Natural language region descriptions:
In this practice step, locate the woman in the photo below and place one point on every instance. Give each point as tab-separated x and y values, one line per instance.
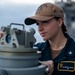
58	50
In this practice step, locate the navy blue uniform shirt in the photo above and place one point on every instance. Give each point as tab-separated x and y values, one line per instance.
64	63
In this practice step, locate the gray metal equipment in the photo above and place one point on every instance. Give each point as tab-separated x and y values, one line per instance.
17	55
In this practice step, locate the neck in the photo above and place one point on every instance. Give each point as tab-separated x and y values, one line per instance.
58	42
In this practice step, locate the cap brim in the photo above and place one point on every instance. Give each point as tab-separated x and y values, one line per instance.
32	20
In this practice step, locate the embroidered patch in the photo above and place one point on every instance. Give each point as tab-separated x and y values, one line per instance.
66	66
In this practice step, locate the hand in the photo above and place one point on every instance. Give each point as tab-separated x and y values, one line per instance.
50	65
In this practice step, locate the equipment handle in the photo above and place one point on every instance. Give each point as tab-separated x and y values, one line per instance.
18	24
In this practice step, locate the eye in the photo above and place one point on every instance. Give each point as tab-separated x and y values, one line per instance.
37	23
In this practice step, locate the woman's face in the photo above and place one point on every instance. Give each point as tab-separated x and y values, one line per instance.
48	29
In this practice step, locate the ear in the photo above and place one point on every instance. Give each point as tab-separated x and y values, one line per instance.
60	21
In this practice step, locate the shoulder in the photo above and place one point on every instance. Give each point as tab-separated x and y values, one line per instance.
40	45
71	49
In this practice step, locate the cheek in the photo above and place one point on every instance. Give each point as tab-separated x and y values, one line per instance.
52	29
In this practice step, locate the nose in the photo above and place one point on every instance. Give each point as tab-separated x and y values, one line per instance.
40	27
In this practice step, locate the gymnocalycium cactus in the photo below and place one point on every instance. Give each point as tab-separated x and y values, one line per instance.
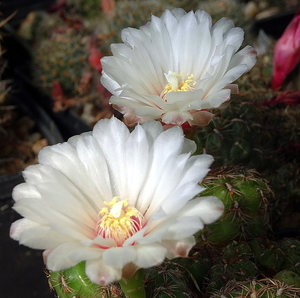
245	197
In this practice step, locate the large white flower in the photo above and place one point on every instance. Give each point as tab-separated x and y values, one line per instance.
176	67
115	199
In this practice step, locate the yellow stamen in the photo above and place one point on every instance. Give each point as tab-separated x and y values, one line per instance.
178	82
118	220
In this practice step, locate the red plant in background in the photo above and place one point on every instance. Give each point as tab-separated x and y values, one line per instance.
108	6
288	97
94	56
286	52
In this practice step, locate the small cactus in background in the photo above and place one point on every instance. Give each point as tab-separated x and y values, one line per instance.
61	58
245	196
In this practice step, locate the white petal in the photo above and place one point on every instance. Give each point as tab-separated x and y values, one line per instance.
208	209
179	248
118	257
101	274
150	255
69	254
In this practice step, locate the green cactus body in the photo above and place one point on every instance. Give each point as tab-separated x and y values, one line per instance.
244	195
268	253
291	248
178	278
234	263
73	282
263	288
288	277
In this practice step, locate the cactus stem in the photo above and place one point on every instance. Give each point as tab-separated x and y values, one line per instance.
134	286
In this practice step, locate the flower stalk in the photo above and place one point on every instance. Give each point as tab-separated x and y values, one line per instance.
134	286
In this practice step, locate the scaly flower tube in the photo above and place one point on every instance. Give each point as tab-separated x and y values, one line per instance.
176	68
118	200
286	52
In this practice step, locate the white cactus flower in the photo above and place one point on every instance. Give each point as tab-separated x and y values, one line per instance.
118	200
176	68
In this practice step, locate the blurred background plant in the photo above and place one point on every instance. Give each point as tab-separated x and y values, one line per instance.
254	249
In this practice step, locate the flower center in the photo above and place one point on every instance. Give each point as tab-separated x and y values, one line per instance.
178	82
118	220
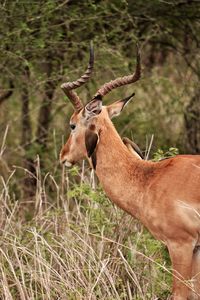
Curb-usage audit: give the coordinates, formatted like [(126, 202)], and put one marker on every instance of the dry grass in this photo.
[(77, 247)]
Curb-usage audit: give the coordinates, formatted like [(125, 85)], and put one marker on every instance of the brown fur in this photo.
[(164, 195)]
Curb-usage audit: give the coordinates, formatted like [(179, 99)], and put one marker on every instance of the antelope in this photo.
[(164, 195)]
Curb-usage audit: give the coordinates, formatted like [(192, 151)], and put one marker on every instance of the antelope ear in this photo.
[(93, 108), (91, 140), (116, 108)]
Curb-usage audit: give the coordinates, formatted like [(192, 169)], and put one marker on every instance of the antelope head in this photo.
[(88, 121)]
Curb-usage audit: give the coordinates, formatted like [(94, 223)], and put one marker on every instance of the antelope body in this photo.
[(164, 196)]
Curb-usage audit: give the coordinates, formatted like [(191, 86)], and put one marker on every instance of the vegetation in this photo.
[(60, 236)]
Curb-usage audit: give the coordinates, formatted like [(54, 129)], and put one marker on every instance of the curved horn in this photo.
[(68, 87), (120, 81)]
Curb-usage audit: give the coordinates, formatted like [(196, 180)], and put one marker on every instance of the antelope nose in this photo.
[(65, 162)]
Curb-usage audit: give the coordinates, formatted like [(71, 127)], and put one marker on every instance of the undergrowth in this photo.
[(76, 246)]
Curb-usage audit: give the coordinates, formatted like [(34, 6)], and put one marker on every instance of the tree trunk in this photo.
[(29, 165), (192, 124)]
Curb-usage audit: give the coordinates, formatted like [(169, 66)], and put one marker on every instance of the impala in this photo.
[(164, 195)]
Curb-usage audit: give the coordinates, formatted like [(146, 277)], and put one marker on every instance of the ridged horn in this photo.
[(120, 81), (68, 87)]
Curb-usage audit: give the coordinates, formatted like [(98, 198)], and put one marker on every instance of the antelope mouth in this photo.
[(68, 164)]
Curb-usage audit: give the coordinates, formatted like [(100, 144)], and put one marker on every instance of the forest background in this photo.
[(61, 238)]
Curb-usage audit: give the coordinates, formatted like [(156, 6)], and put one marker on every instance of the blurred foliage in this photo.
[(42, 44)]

WHAT IS EXPECTED: Your reply should hold every line above exactly as written and none of the pictures.

PROBLEM SOLUTION:
In this practice step, locate the woman in the photo below and place one point on every instance. Give each point as tab-separated x and y values, one line per instance.
58	50
In this practice step, locate the navy blue uniform shirt in the photo above and place one point on every instance. Give each point as tab-separated x and y values, one line per instance.
64	63
In this practice step, locate the gray metal equipment in the photo above and place one point on every instance. Give each point as tab-separated x and y values, one line per instance.
17	55
In this practice step, locate the neck in the photo above and place one point on every instance. Give each point as tab-separated x and y values, one line per instance.
58	42
In this practice step, locate the cap brim in the photo above and place one point on every instance. Give each point as tab-separated x and y values, one line per instance.
32	20
In this practice step, locate the embroidered patch in the photo above and place one point on every instance. Give each point as tab-separated x and y values, one line per instance.
66	66
In this practice step, locate the hand in the photo above and place one point on every instance. Give each point as tab-separated x and y values, one line per instance.
50	65
In this practice step, locate the equipment handle in the photo above and place one point on every instance. Give each point as tab-separated x and y values, one line per instance.
18	24
In this practice step, locate the eye in the photo above and place one point on every instance. Give each point as tab-separated x and y values, one line per instance.
37	23
In this practice step, locate the woman's face in the photo above and place one point on every instance. Give each point as tab-separated x and y values, one line per instance.
48	29
In this practice step, locate the ear in the photo above and place one point on every instance. Give each point as tab-separated x and y values, one line per instance.
60	21
In this practice step, locate the shoulder in the photo above and place one point on every instance. Give each point as tab-separated x and y values, one line per instance.
40	45
71	49
In this practice step, locate the cheek in the photo above and place one point on every instance. Give each point as tab-separated x and y values, one line per instance.
52	29
In this practice step, locate the nose in the photo above and place one point on every instance. Give each point as tab-separated x and y values, one line per instance.
40	27
In this practice step, locate the gymnocalycium cactus in the photo below and place one point on every instance. Give each point as tab-separated x and y values, one line per instance.
245	197
In this practice step, locate the large white flower in the photo above and place one point on every instance. Give each point as tab-separated x and y values, one line per instance.
176	67
115	199
In this practice step, locate the yellow stamen in the photo above and place one point on every instance. Give each point as tab-separated x and y values, one line per instance.
178	82
118	220
In this practice step, locate the red plant in background in the photo above and place one point on every instance. Give each point as tab-separated x and y values, one line per instance.
108	6
288	97
94	56
286	52
In this practice step, locate the small cactus in background in the photo above and place one point on every instance. Give each point as tab-separated x and y values, one line per instance.
61	58
245	196
In this practice step, locate the white petal in the photo above and place one point on every instance. Give each point as tab-separated x and y values, one line per instance.
208	209
179	248
118	257
101	274
150	255
69	254
In this practice step, locate the green cactus body in the photo above and place one point on every instance. Give each point as tab-separated x and y values, one line per instance.
244	195
268	253
291	248
178	278
234	263
73	282
263	288
288	277
In this practice step, locate the cactus stem in the photo above and place one point on every instance. Give each point as tab-separated x and y values, one line per instance.
134	286
In this practice step, locate the flower stalk in the photo above and place one point on every instance. Give each point as tab-separated x and y values, one line per instance.
134	286
In this practice step, locate the scaly flower tube in the photo above and place one point on every instance. Give each point as tab-separated x and y values, one line per instance.
176	68
118	200
286	52
In this practice step, locate the white cactus flower in the photo above and place one point on every instance. Give each point as tab-separated x and y values, one line per instance.
118	200
176	68
In this practice step, locate the blurred background plant in the photo above and place one point on every instance. Give each point as tab-separated x and y values, one line per instance.
254	249
In this practice step, locate the flower center in the photo above and place one point on every instance. Give each point as tab-separated x and y values, one line per instance.
178	82
118	220
Curb-usage audit: give the coordinates, formatted like [(126, 202)], and put one marker on every instance of the dry grass in this photo.
[(77, 247)]
Curb-usage audit: give the coordinates, formatted like [(125, 85)], and put one marker on every instance of the brown fur in this photo.
[(164, 195)]
Curb-usage audit: give the coordinates, formatted like [(179, 99)], and put one marker on every instance of the antelope in this photo.
[(164, 195)]
Curb-usage audit: give the coordinates, formatted like [(192, 151)], and put one marker on every instance of the antelope ear in this photo.
[(93, 108), (91, 140), (116, 108)]
Curb-usage audit: give the coordinates, formatted like [(192, 169)], and put one marker on every instance of the antelope head in this photo.
[(88, 121)]
Curb-usage audit: give the coordinates, formatted like [(94, 223)], and put one marker on every instance of the antelope body in this photo.
[(164, 196)]
Curb-usage audit: give the coordinates, formatted like [(191, 86)], and put one marker on every instance of the vegetation in this photo.
[(60, 236)]
Curb-usage audit: give the coordinates, formatted like [(54, 129)], and put one marker on every instance of the curved horn in this photo.
[(68, 87), (120, 81)]
Curb-usage audit: give the coordinates, formatted like [(196, 180)], and put one marker on every instance of the antelope nose in this photo.
[(65, 162)]
Curb-usage audit: give the coordinates, formatted like [(71, 127)], and put one marker on every instance of the undergrowth in this photo.
[(76, 246)]
Curb-usage audit: give the coordinates, formatted like [(34, 6)], and put one marker on every instance of the tree trunk in this photo.
[(29, 165), (192, 124)]
Curb-usage audit: give the coordinates, formatted like [(169, 66)], and put one marker on every instance of the impala in this photo.
[(164, 195)]
Curb-usage audit: give the coordinates, formatted like [(146, 277)], and put one marker on every instance of the ridged horn in this photo.
[(120, 81), (68, 87)]
Curb-usage audit: give the coordinates, formatted like [(98, 198)], and put one marker on every instance of the antelope mouth in this photo.
[(68, 164)]
Curb-usage audit: give the coordinates, formatted like [(100, 144)], and put one marker on every instance of the forest background in this photo.
[(61, 238)]
Curb-usage audit: give the coordinates, formatted like [(156, 6)], and put one marker on every instance of the blurred foliage in this photo.
[(42, 44)]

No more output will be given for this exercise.